═════ SOURCE PASSAGE
Doerr writes with an earnest tone. He allows his main characters to be awed by the interesting people and the majestic world around them, to be filled by a sense of wonder. Electricity and technology fascinates orphaned Werner; science and the ocean and family enthrall Marie-Laure. The absence of a cynical tone is refreshing, reminding me reverent prose need not be cheesy. Each page contains sentences conveying mood. Doerr is not thrifty with words. These words fill you up like a grand dinner out, it’s a treat to devour this costly meal of story. Active verbs flex their literary muscles and we are immersed in this beautiful place even when the destruction reigns, where as bombings occur, “the fires pool and strut. ” and then:
“The appetite for oxygen is such that objects heavier than housecats are dragged into the flames. Shop signs swing toward the heat from their brackets. A potted hedge comes sliding across the rubble and capsizes. Swifts flushed from chimneys catch fire and swoop like blown sparks out over the ramparts and extinguish themselves in the sea.”
Incredible. Doerr ushers sounds and smells alive in the seat of the brain such as,”the sweet slightly chemical scent of gun oil,” “the raw wood of newly constructed shell crates,” “the moth ball odor of old bedspreads.” This evocative style carried the narrative like Donna Tartt’s Goldfinch as both writers captured the ability to set a scene with more than visual elements.
Without this enchantment, readers would be bogged down in warfare and perpetual stress with moments of joy impossible. Humans will find a way to escape entrapment. Doerr hits on the desire we all have to connect to others like Werner carefully listening for forbidden transmissions:
“He hears a fizz of static then from somewhere deep inside the earpiece a stream of consonants issues forth.”
══════════
● EXERCISE TASKS:
1. Reproduce everything in the Doerr review from "Incredible. Doerr ushers" down to "than visual elements.".
2. Resume the Doerr review right after its final sentence, carrying it onward in the same voice.
The rows below the Doerr review play no part in what you are asked to do.
═════ MATERIAL PROVIDED
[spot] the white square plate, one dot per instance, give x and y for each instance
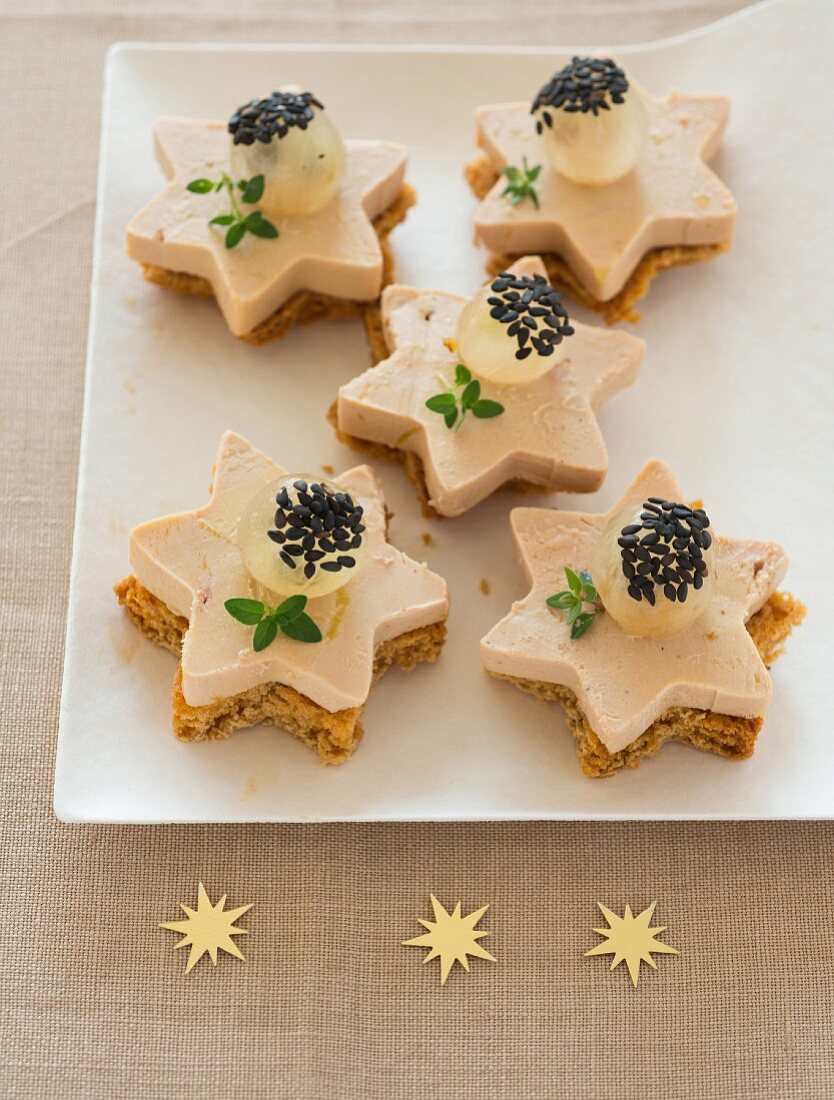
(735, 393)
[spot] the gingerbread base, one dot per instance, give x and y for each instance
(332, 735)
(306, 306)
(726, 735)
(481, 177)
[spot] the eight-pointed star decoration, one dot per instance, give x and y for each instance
(191, 563)
(208, 928)
(623, 682)
(451, 937)
(335, 251)
(631, 939)
(602, 232)
(548, 433)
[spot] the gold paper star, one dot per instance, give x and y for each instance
(451, 937)
(208, 928)
(631, 939)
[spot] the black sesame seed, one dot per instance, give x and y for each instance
(520, 301)
(670, 553)
(585, 85)
(260, 119)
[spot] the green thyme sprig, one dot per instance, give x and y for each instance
(288, 617)
(453, 407)
(238, 223)
(519, 183)
(579, 593)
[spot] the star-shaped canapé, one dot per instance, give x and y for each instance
(670, 198)
(193, 564)
(547, 435)
(623, 683)
(333, 252)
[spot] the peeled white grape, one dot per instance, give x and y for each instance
(490, 352)
(590, 147)
(262, 554)
(303, 171)
(666, 617)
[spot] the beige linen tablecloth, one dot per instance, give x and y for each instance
(328, 1003)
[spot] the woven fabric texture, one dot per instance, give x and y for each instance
(328, 1004)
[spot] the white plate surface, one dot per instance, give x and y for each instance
(735, 393)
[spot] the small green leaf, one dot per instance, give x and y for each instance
(292, 607)
(582, 623)
(245, 611)
(265, 634)
(236, 234)
(573, 582)
(253, 189)
(485, 409)
(302, 629)
(561, 601)
(259, 226)
(471, 394)
(441, 403)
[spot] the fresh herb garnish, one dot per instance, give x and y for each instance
(238, 223)
(470, 400)
(288, 617)
(580, 591)
(519, 183)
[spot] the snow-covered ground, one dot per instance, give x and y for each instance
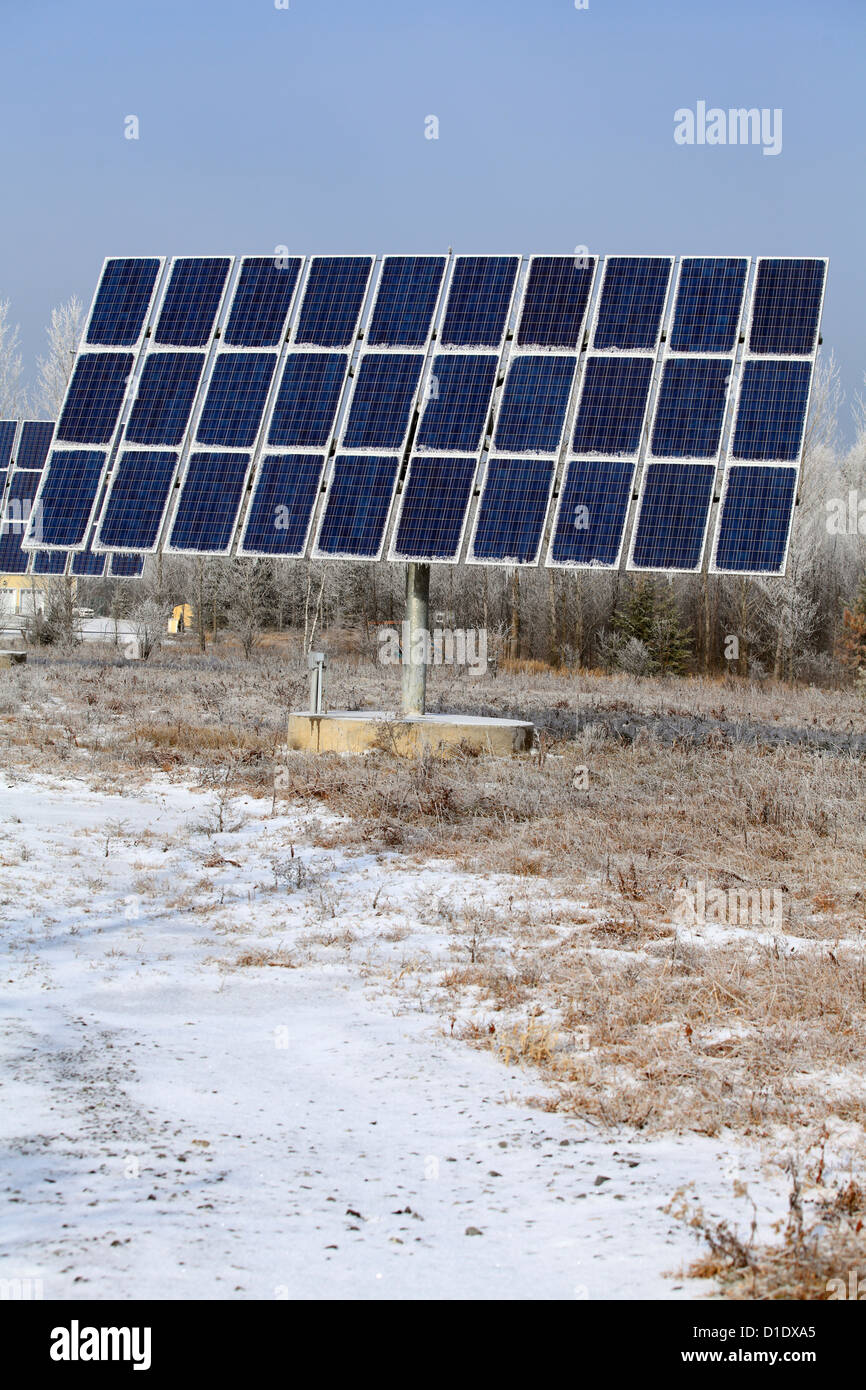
══════════
● ANSWERS BELOW:
1.
Incredible. Doerr ushers sounds and smells alive in the seat of the brain such as,”the sweet slightly chemical scent of gun oil,” “the raw wood of newly constructed shell crates,” “the moth ball odor of old bedspreads.” This evocative style carried the narrative like Donna Tartt’s Goldfinch as both writers captured the ability to set a scene with more than visual elements.

2.
The joys of being heard and to be free are universal. As I read along, I wondered why the writer, who is not visually impaired, chose to feature a blind character. From the Aspen Public Radio First Draft interview, Doerr explains he wrote Marie-Laure for the literary challenge to focus on other senses instead of the heavily used visual cues. He wanted an academic struggle to overcome and found that within a character who is visually impaired. I looked further into what Doerr says in interviews about blindness and his experience with it. From Goodreads, he says:
“I read lots and lots of memoirs—anything about someone going blind or had been blind, especially somebody who had lost his or her sight as a child. I knew I wanted her to have some visual memory. My son did blindfold me and walk me around downtown Boise, which was actually a sort of harrowing experience, reminding me that you truly are disabled in lots of ways. But primarily just reading: And There Was Light by a guy named Jacques Lusseyran. A writer named Edward Hoagland has this beautiful memoir [Compass Points]. He lost his sight as an older man. He started walking in New York City, and everything he saw was radiant because he knew he wouldn’t see it again. It’s harrowing. Sad.”
Yes, blindness can be harrowing and sad to some. However, gaining a visual impairment is not the end of the world. At least I don’t think so. Everyone faces hardships every day. In junior high, I tried the hurdles on the track team. Running laps around the flat track bored me. My short legs and tight hamstrings held me back from soaring over the barriers and I turned attention elsewhere, yet my eyes have shown I guess I’m a champion hurdler to some people after all.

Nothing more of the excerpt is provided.